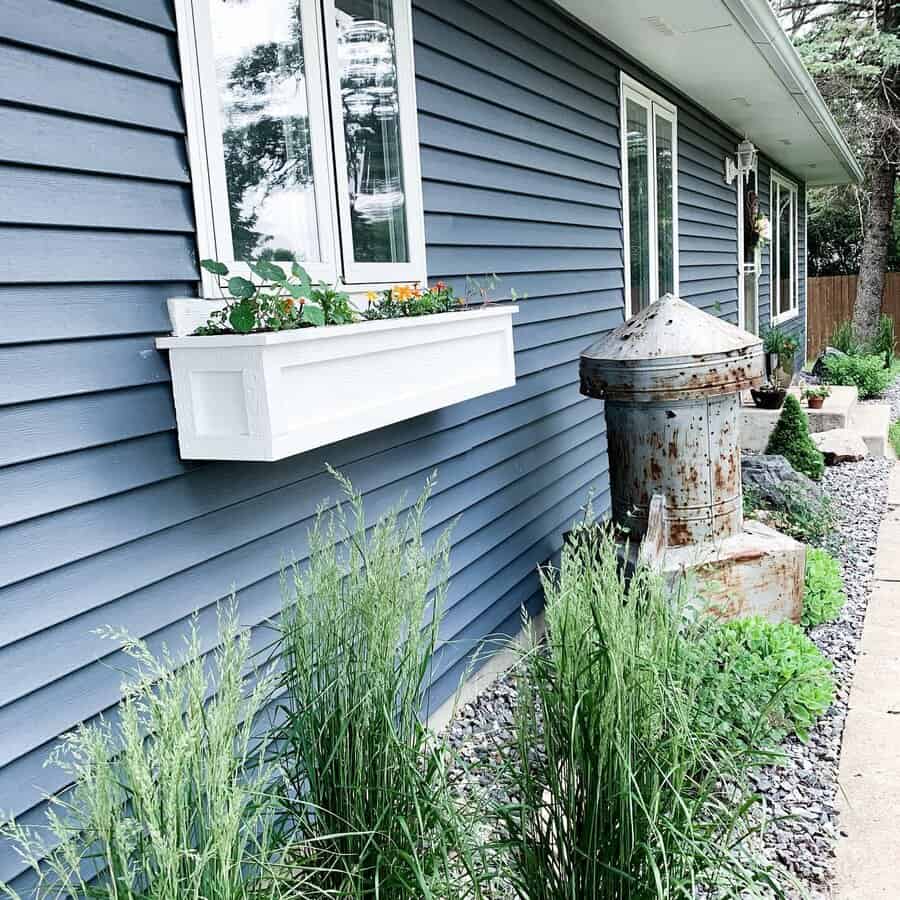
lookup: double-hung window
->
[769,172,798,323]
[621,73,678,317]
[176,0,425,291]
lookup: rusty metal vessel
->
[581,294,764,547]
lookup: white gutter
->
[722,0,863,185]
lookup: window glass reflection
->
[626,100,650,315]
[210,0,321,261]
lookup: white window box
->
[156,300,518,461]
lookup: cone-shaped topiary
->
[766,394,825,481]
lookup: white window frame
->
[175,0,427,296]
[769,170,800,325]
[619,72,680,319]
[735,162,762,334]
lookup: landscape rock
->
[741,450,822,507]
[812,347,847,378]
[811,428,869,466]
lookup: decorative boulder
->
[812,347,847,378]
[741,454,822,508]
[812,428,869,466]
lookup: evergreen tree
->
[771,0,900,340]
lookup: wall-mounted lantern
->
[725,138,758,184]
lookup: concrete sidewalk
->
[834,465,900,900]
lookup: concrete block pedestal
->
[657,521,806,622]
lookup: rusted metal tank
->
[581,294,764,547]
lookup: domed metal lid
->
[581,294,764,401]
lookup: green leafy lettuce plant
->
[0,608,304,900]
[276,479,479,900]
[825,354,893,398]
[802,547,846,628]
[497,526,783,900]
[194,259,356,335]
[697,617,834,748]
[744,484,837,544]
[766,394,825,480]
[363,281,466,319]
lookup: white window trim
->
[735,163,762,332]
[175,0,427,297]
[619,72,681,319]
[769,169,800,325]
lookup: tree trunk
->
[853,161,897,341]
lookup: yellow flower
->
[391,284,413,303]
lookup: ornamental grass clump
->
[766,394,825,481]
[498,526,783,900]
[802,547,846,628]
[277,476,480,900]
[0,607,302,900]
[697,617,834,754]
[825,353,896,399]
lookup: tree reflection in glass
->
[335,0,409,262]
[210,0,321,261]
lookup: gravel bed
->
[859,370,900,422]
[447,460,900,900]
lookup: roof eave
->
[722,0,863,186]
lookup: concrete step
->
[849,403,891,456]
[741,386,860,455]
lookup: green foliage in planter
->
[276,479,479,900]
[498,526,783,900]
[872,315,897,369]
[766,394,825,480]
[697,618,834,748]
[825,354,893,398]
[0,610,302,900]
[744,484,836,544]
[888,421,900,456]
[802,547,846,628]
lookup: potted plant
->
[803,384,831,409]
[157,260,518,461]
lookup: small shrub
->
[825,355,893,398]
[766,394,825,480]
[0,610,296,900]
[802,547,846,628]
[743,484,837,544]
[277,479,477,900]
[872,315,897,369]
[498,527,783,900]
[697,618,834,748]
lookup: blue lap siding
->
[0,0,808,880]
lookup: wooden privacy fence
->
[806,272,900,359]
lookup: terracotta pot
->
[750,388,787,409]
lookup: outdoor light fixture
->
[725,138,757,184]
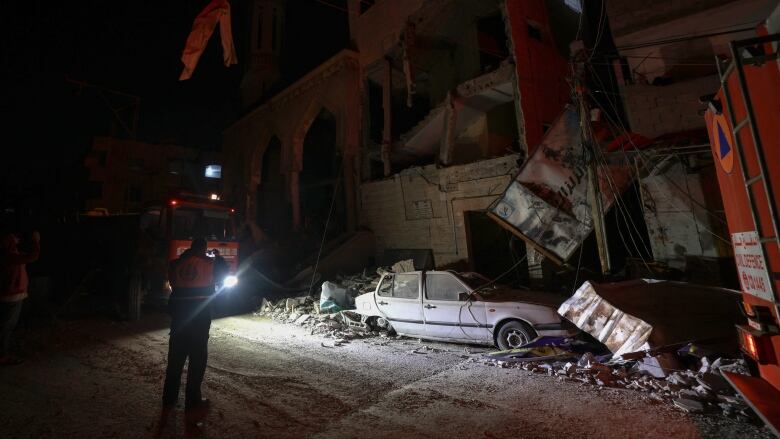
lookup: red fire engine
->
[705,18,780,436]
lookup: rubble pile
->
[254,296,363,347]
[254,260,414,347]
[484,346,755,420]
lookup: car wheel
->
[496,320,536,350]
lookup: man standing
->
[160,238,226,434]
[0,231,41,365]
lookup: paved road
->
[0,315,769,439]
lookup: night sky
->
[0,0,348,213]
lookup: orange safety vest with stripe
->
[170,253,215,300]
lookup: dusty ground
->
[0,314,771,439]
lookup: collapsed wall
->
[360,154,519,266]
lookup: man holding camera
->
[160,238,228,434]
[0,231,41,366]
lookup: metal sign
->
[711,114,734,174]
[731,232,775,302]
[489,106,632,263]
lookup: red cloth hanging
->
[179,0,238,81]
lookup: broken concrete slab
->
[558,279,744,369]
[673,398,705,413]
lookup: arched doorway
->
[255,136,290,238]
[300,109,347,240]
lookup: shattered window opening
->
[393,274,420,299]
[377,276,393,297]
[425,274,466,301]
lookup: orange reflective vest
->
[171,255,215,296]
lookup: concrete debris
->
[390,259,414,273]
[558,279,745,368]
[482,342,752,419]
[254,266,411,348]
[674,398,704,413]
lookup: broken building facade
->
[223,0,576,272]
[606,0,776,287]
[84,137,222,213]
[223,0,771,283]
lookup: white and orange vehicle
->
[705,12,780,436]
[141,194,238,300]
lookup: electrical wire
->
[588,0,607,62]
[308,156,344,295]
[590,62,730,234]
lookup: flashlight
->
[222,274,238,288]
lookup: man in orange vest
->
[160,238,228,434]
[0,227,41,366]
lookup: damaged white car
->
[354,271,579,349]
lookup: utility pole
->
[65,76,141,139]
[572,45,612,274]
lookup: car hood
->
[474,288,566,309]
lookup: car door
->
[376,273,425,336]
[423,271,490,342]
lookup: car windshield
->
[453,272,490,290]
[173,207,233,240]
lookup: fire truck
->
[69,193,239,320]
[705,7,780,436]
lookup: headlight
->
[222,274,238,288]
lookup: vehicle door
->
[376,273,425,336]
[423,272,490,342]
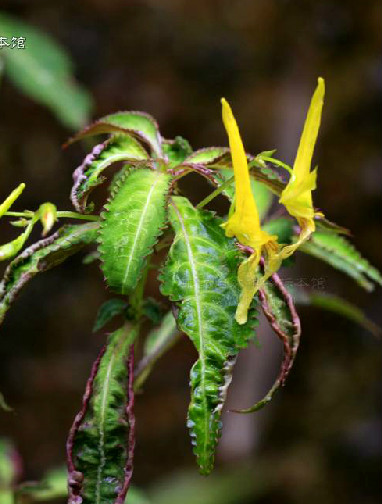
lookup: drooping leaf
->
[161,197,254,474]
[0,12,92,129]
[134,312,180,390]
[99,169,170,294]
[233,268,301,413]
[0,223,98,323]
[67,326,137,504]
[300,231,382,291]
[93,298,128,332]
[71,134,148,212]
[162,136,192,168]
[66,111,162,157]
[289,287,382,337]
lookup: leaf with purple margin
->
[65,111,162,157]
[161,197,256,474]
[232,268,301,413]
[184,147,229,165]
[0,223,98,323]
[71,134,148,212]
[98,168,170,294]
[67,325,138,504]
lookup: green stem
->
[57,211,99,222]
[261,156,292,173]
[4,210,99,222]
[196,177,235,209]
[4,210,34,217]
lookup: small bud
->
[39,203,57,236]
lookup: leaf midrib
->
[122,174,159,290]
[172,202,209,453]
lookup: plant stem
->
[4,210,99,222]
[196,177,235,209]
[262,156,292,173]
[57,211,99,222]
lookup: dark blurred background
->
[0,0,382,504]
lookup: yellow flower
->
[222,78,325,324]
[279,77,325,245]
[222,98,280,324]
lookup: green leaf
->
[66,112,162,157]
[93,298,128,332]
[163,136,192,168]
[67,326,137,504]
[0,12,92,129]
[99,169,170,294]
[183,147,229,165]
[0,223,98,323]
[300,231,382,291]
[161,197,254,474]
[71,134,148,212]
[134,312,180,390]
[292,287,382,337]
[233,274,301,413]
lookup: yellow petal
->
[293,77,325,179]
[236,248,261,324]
________________________________________
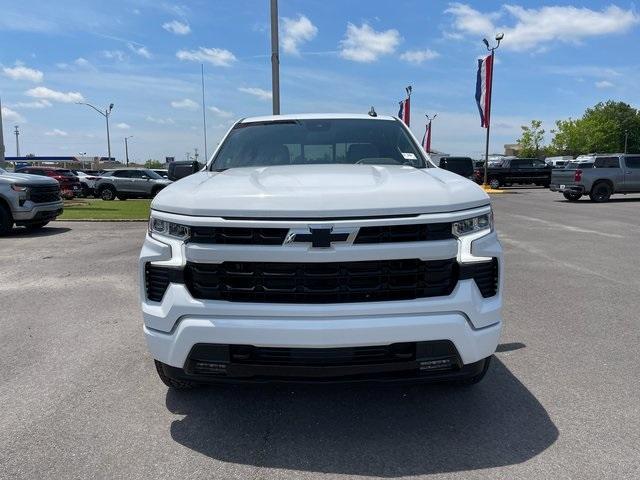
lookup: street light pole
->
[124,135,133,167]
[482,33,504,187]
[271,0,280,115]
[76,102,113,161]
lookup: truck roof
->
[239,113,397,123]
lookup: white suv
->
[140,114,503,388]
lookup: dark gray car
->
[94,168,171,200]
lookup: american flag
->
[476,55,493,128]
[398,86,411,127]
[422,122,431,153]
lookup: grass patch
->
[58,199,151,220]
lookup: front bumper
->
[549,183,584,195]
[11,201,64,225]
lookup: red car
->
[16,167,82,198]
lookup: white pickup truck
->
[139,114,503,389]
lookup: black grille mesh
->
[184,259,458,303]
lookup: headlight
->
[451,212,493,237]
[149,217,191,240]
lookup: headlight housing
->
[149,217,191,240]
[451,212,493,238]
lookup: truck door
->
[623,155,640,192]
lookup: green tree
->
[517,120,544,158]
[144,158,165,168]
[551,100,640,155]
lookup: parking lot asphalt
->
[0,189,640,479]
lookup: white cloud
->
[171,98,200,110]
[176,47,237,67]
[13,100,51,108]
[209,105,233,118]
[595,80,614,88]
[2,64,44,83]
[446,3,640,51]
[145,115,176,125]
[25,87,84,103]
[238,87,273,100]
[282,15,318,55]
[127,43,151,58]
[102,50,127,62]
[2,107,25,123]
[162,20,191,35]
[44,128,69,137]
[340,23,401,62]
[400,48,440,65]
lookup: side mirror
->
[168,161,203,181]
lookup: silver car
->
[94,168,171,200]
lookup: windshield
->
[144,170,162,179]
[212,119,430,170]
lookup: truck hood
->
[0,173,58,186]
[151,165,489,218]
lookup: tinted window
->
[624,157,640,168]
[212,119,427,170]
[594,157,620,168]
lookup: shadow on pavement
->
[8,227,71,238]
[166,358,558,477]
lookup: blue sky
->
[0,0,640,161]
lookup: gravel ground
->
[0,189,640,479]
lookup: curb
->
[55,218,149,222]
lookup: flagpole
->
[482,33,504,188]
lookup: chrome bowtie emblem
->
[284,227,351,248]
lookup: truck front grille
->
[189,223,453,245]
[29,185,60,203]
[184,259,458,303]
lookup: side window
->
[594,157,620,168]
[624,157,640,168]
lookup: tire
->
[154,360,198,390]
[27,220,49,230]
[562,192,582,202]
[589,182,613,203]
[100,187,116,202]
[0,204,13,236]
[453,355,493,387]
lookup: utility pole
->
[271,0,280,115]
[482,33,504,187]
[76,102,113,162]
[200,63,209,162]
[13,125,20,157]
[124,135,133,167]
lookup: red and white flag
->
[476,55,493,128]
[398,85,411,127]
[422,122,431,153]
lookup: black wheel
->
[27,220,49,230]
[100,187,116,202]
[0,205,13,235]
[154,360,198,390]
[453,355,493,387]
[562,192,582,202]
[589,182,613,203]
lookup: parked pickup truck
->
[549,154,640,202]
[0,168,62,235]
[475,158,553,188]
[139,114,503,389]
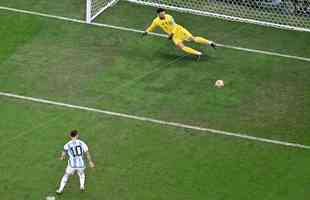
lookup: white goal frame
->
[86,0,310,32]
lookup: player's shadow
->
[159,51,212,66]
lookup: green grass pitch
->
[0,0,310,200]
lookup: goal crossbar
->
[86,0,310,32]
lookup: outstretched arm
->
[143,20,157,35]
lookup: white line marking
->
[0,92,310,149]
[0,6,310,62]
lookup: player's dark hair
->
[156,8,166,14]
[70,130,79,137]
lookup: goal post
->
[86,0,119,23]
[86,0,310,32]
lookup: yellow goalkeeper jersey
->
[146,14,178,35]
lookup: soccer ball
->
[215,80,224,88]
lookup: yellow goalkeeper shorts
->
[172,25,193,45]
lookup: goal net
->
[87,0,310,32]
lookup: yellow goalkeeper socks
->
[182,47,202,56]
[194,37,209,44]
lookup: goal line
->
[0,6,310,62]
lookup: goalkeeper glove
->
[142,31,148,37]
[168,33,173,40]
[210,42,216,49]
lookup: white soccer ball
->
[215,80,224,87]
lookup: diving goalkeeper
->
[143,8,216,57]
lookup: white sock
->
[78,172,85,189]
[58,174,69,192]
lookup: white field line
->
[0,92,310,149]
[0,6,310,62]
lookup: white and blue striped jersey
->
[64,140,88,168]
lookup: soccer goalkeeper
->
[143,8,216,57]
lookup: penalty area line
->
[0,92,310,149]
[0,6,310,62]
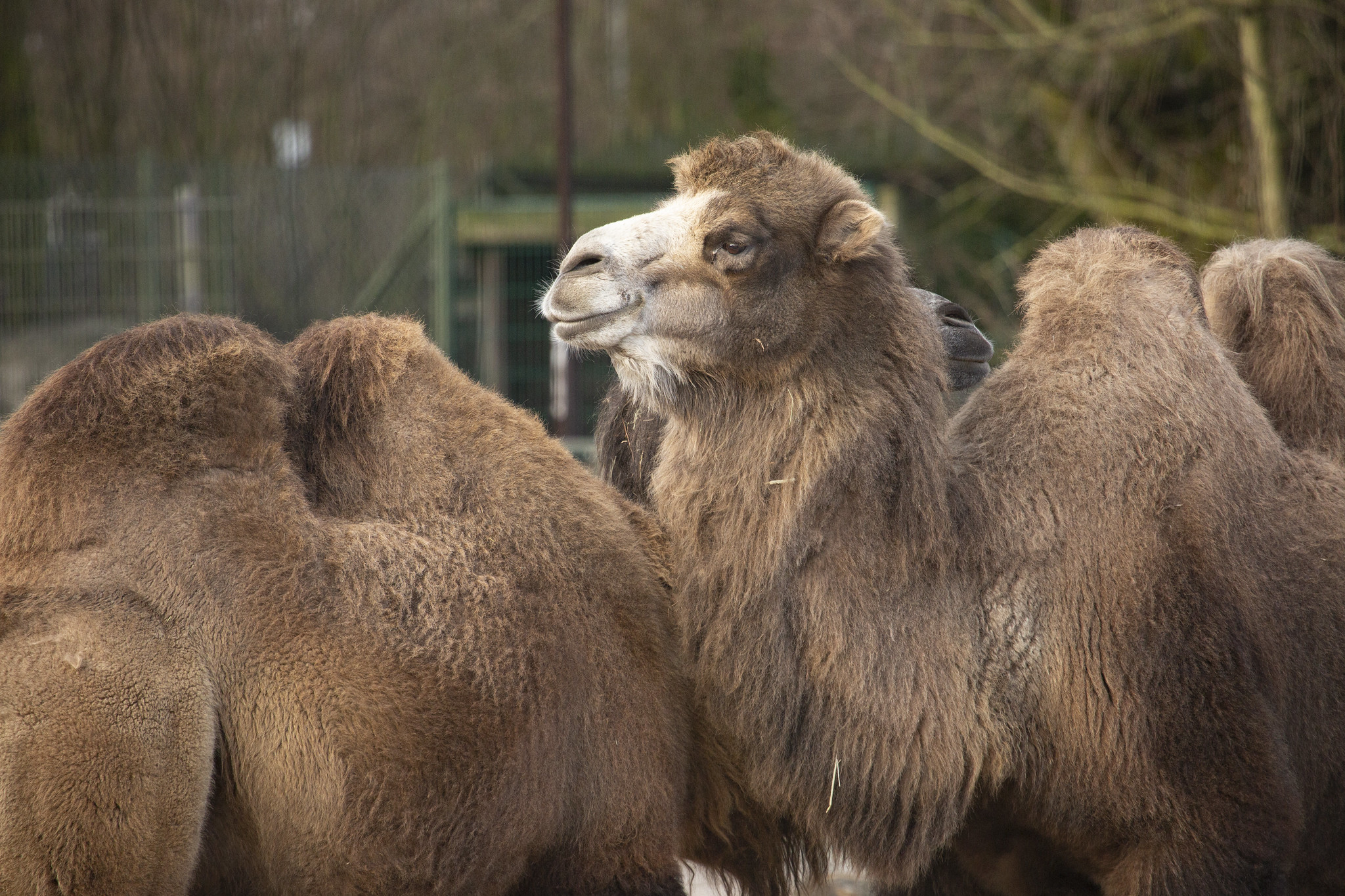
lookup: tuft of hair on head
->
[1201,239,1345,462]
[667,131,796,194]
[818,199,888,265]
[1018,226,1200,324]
________________________________________
WHAT TO DO:
Rewrite the items above, starting at the line containing "lookup: double-hung window" and ending at the line containing "[705,18,780,436]", with the lookup lines kept and every bounding-box coordinate multiplied by 2.6 and rounded to the nearest whole number, halves rounded up. Give only these lines, with the picture markers left out.

WORKED ANSWER:
lookup: double-hung window
->
[1999,447,2075,840]
[1615,190,1763,824]
[458,0,1105,757]
lookup: rusty metal vessel
->
[1511,764,1986,1422]
lookup: white gutter
->
[1877,0,2244,481]
lookup: window glass reflection
->
[1628,260,1690,819]
[546,0,835,679]
lookup: white window box
->
[406,780,1347,1199]
lookup: cone-shaped topiary
->
[1992,1024,2145,1251]
lookup: white window frame
->
[455,0,1110,770]
[1999,442,2080,845]
[1609,187,1768,829]
[1911,421,1981,868]
lookup: landscape rock
->
[1927,1170,2137,1318]
[2111,902,2202,983]
[2109,1113,2259,1212]
lookup: decorative boulder
->
[2111,902,2202,983]
[1927,1180,2137,1321]
[2111,1113,2259,1212]
lookup: evergreen tree
->
[2005,0,2340,884]
lookup: wall-mounted lantern
->
[1885,359,1971,478]
lookup: concrete sidewalk
->
[2168,1209,2340,2340]
lookup: concrete block pedestal
->
[1708,1355,2096,1617]
lookup: rusted metal tank
->
[1511,764,1986,1422]
lookup: domed metal lid
->
[1511,764,1986,1043]
lookup: green leafy lettuce plant
->
[0,1581,790,2340]
[718,1245,1245,2340]
[2145,920,2322,1035]
[2085,1422,2200,1633]
[1292,1368,2036,2340]
[504,673,926,871]
[1812,1604,2168,1945]
[1934,1258,2176,1414]
[1992,1024,2145,1248]
[944,731,1212,829]
lookup: white window trim
->
[1911,424,1981,863]
[455,0,1110,772]
[1609,187,1771,829]
[1999,439,2080,845]
lookup: tree trunk
->
[2218,419,2332,887]
lookup: yellow flower
->
[1017,738,1074,788]
lookup: ornamental grass clump
->
[1992,1024,2145,1251]
[1295,1368,2036,2340]
[2085,1422,2200,1633]
[720,1238,1248,2340]
[0,1578,785,2340]
[1812,1604,2168,1960]
[2145,918,2330,1037]
lookup: tree reflection in glass
->
[871,0,1063,681]
[546,0,835,679]
lookup: gravel bed
->
[2233,962,2340,1097]
[1162,1196,2340,2340]
lookup: roof eave
->
[1877,0,2244,484]
lookup: concrete step
->
[2207,1048,2317,1186]
[1927,1004,2236,1183]
lookup: green foliage in planter
->
[718,1245,1245,2340]
[1295,1368,2036,2340]
[2267,819,2332,959]
[1992,1024,2145,1248]
[1812,1607,2168,1945]
[2145,920,2322,1035]
[0,1586,785,2340]
[1934,1258,2174,1414]
[2309,1095,2340,1186]
[2085,1422,2200,1633]
lookup: potted plant
->
[2088,998,2161,1063]
[408,676,1347,1199]
lookup: small shrub
->
[2145,923,2322,1035]
[1992,1024,2145,1248]
[0,1586,770,2340]
[2085,1422,2200,1633]
[1932,1258,2176,1414]
[720,1245,1240,2340]
[2267,819,2332,959]
[1295,1370,2036,2340]
[1812,1607,2168,1945]
lookup: blue lap siding
->
[0,0,2101,2288]
lookup: wooden privacy fence
->
[2096,707,2340,933]
lookup: terracotta pot
->
[1950,1009,2046,1063]
lookup: outdoor light fixture
->
[1885,359,1968,478]
lookup: red fire engine
->
[1833,47,2028,1134]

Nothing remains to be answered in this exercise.